TASK GOAL:
Could you copy every entry exactly, with nothing changed?

RECORD EXTRACTS:
Segment Open

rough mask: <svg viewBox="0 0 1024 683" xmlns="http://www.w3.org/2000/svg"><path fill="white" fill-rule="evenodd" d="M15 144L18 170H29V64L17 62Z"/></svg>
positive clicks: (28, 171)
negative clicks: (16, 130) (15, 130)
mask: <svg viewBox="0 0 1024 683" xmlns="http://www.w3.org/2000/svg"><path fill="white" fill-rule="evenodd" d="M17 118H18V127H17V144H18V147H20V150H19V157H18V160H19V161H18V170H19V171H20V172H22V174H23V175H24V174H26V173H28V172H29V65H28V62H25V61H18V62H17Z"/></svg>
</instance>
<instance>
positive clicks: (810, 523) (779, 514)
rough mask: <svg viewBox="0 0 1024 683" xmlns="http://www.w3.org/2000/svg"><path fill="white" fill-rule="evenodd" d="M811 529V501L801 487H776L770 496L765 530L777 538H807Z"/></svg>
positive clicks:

Segment Closed

RESPONSE TO THE EXERCISE:
rough mask: <svg viewBox="0 0 1024 683" xmlns="http://www.w3.org/2000/svg"><path fill="white" fill-rule="evenodd" d="M15 144L18 170H29V64L17 62Z"/></svg>
positive clicks: (28, 171)
negative clicks: (16, 130) (15, 130)
mask: <svg viewBox="0 0 1024 683" xmlns="http://www.w3.org/2000/svg"><path fill="white" fill-rule="evenodd" d="M17 118H18V127H17V144H18V147H20V150H19V157H18V160H19V161H18V170H19V171H20V172H22V174H23V175H24V174H26V173H28V172H29V65H28V62H25V61H18V62H17Z"/></svg>
</instance>
<instance>
positive clicks: (810, 523) (779, 514)
rough mask: <svg viewBox="0 0 1024 683" xmlns="http://www.w3.org/2000/svg"><path fill="white" fill-rule="evenodd" d="M811 529V501L801 487H776L770 496L765 530L777 538H807Z"/></svg>
positive clicks:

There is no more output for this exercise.